#### [Gespeicherte Datensätze]
******************************
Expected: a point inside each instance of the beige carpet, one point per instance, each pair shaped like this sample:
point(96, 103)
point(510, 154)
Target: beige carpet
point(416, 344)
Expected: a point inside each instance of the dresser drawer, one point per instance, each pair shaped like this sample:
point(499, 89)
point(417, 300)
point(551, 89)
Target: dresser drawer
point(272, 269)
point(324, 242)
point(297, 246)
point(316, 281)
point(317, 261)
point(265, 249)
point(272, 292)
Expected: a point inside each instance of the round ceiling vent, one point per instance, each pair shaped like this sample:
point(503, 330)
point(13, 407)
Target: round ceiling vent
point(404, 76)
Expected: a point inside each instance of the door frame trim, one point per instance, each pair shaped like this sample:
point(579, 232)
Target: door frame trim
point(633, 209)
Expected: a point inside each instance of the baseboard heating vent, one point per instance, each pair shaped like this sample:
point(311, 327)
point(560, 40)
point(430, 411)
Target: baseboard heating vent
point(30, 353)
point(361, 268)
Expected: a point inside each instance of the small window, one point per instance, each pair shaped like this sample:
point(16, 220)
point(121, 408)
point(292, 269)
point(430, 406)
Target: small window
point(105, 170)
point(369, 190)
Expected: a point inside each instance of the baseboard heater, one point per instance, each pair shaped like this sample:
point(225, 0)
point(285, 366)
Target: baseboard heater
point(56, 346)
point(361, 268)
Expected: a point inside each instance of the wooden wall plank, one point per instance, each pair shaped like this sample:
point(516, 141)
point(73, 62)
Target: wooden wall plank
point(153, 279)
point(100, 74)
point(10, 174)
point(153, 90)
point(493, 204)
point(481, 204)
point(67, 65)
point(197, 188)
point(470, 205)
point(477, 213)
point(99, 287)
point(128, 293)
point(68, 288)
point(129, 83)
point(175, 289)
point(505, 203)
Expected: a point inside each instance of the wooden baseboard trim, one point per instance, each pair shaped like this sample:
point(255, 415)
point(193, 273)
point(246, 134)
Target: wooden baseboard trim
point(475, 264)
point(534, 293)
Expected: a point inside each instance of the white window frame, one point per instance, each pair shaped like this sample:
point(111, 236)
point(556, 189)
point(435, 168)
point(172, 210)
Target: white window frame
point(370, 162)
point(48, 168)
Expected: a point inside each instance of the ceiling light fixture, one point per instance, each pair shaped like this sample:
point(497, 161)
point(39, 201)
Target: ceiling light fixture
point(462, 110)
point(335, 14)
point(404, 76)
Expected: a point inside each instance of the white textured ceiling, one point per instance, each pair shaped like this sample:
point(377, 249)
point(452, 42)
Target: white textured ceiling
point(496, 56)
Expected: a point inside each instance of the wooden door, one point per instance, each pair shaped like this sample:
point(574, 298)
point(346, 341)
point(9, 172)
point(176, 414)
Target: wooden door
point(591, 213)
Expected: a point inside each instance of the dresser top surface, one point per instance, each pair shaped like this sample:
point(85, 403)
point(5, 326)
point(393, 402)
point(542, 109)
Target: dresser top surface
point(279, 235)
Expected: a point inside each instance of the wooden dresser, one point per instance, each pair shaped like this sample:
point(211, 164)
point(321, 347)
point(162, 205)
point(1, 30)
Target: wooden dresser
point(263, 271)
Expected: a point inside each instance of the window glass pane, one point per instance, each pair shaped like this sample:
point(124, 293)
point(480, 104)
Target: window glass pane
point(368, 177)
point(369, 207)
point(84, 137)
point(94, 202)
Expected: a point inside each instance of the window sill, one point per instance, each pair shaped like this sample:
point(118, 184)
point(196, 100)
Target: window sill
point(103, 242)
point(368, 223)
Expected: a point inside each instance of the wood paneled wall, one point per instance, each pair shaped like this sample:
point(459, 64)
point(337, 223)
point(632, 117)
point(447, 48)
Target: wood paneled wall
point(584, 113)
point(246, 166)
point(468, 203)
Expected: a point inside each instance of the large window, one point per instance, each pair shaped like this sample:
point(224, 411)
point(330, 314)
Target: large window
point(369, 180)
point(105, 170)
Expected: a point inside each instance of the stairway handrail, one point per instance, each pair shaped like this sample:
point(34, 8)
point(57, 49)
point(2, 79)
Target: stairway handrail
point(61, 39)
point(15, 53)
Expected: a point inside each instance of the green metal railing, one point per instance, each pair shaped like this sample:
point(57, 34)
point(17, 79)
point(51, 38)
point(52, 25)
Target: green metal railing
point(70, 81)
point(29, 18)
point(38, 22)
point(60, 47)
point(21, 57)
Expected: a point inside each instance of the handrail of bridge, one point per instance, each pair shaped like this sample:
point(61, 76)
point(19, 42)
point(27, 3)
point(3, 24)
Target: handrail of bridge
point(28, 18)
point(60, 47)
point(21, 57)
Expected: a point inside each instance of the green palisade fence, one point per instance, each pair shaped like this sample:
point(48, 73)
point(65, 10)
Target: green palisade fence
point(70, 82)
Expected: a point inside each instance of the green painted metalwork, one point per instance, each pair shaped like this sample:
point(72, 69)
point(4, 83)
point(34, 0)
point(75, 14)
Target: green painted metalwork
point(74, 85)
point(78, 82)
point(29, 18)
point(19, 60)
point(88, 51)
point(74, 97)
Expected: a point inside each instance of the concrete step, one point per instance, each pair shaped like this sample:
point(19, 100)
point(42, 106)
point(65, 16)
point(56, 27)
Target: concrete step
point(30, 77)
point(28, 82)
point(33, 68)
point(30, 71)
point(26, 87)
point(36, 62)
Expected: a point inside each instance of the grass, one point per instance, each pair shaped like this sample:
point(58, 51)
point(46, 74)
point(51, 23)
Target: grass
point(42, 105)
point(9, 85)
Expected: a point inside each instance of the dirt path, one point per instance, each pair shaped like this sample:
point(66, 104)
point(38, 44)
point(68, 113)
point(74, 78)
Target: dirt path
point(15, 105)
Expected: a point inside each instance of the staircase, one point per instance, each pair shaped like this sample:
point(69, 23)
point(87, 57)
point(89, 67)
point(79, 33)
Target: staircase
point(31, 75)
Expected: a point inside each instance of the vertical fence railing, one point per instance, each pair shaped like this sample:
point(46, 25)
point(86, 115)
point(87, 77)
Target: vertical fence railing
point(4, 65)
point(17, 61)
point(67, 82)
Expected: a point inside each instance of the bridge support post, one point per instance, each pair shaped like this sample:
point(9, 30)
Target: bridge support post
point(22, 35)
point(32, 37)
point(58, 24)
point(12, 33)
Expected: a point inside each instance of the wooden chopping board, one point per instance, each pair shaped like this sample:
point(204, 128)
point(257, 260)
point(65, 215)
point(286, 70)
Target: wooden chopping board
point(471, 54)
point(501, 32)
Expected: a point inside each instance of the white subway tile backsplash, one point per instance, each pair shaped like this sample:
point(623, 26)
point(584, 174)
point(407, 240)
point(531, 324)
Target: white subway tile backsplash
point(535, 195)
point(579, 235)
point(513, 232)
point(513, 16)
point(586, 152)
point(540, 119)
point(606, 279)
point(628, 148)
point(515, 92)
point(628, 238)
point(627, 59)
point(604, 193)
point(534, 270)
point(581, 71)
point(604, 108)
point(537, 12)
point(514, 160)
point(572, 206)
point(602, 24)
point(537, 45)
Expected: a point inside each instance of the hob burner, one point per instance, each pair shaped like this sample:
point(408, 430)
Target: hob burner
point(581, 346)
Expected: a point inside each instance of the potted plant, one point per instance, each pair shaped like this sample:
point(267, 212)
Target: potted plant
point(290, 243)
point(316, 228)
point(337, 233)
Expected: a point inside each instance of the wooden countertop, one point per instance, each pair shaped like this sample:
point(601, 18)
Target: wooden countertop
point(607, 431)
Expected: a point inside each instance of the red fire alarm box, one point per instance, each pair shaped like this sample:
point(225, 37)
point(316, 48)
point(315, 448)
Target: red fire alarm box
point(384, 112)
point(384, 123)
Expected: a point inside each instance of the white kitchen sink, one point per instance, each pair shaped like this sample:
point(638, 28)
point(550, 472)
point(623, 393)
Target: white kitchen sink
******************************
#### [Aufgabe]
Gib den Abschnitt der Datensätze von der Zeile mit „Expected: a point inside each instance of the green painted“ bis einschließlich der Zeile mit „point(15, 105)“ unverändert wieder.

#### [Ausgabe]
Expected: a point inside each instance of the green painted metalwork, one point per instance, each pair shaped like this sample:
point(72, 69)
point(4, 83)
point(34, 0)
point(75, 14)
Target: green painted metalwork
point(74, 85)
point(78, 82)
point(29, 18)
point(19, 60)
point(88, 51)
point(74, 97)
Expected: a point inside each instance of the concrete step, one point per instance, each pair shaped like this sample:
point(19, 100)
point(42, 106)
point(65, 16)
point(56, 27)
Target: concrete step
point(30, 77)
point(28, 82)
point(33, 68)
point(30, 71)
point(26, 87)
point(36, 62)
Expected: a point inside each instance of the grass, one point per instance, each pair shaped like this sample:
point(58, 51)
point(46, 74)
point(51, 23)
Target: grass
point(42, 105)
point(9, 85)
Expected: a point inside each instance of the dirt path, one point per instance, each pair shaped like this sample:
point(66, 104)
point(38, 44)
point(68, 113)
point(74, 78)
Target: dirt path
point(15, 105)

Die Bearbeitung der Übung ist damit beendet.